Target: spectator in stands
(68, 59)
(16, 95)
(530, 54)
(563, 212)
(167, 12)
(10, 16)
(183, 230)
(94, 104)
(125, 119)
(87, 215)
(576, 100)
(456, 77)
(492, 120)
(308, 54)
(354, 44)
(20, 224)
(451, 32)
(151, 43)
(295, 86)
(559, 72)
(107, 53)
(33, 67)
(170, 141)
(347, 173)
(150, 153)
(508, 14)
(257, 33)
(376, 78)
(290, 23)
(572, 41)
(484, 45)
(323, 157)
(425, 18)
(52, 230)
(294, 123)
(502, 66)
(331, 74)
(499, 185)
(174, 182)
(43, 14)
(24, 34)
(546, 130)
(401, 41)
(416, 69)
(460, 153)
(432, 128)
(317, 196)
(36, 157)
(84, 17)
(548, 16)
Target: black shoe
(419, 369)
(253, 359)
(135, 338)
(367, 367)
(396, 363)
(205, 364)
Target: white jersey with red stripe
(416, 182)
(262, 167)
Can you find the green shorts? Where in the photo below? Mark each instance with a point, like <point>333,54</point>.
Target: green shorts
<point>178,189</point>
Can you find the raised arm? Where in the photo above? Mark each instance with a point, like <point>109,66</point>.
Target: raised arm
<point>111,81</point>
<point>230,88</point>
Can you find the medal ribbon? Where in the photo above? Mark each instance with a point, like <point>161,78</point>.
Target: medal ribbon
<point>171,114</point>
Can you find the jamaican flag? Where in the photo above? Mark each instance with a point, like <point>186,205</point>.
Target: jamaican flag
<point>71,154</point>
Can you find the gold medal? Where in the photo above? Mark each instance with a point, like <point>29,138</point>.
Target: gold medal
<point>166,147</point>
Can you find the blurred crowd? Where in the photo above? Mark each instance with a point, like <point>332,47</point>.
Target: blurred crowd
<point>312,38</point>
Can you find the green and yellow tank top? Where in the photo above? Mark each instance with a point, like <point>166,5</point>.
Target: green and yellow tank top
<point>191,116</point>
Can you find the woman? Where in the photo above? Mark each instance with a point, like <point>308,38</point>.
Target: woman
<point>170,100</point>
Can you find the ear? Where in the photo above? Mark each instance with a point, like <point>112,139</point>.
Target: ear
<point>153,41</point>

* * *

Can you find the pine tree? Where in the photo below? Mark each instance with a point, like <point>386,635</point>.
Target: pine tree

▶ [What you should do]: Find each line in the records that includes the word "below". Report the total and nothing more.

▶ [Completed exercise]: 2